Se cambian las leyes penales, se reforma la policía y la magistratura, se modifican los sistemas carcelarios... y la delincuencia continúa y resiste a todas las tentativas de destruirla o atenuarla. Y esto es cierto para el pasado y el presente, y creemos que lo será también en el porvenir, si no se cambia radicalmente el concepto que se tiene del delito y no se suprimen todos los organismos que viven de la búsqueda y la represión de la delincuencia

En Francia existen severas leyes contra los que usan y comercian cocaína. Y, como de costumbre, el flagelo se extiende y se intensifica pese a las leyes, y quizás a causa de ellas. Así ocurre también en el resto de Europa y en los Estados Unidos. El doctor Courtois Suffit, de la Academia de Medicina francesa, que ya el año pasado [1921] había proferido gritos de alarma contra el peligro de la cocaína, comprobado el fracaso de la legislación penal pide... nuevas y más severas leyes.

# Datos proporcionados
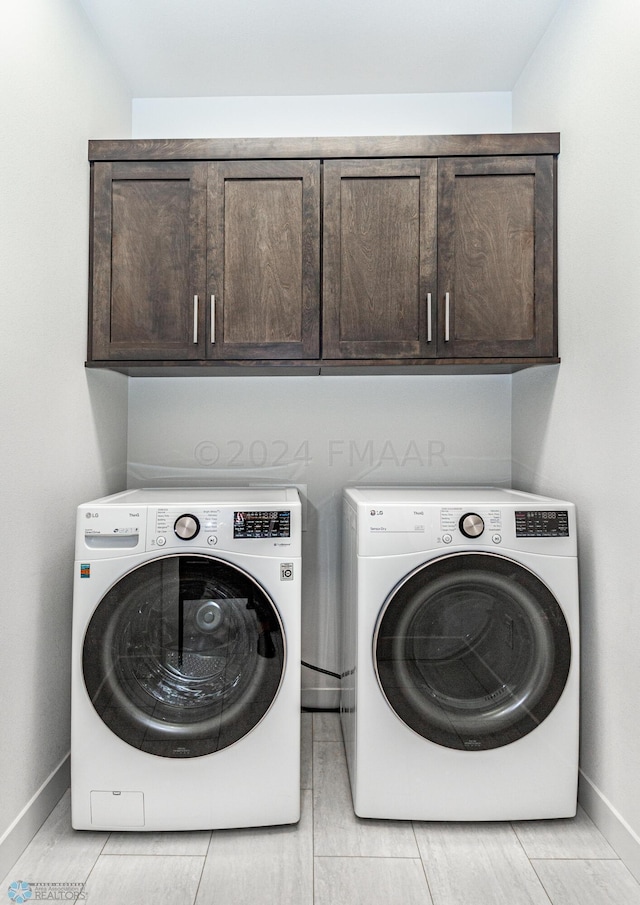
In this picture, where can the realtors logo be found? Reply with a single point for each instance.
(20, 892)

# Instrucciones
Copia literalmente el pasaje del texto sobre las leyes penales y la cocaína, desde "En Francia existen" hasta "más severas leyes.".

# Solución
En Francia existen severas leyes contra los que usan y comercian cocaína. Y, como de costumbre, el flagelo se extiende y se intensifica pese a las leyes, y quizás a causa de ellas. Así ocurre también en el resto de Europa y en los Estados Unidos. El doctor Courtois Suffit, de la Academia de Medicina francesa, que ya el año pasado [1921] había proferido gritos de alarma contra el peligro de la cocaína, comprobado el fracaso de la legislación penal pide... nuevas y más severas leyes.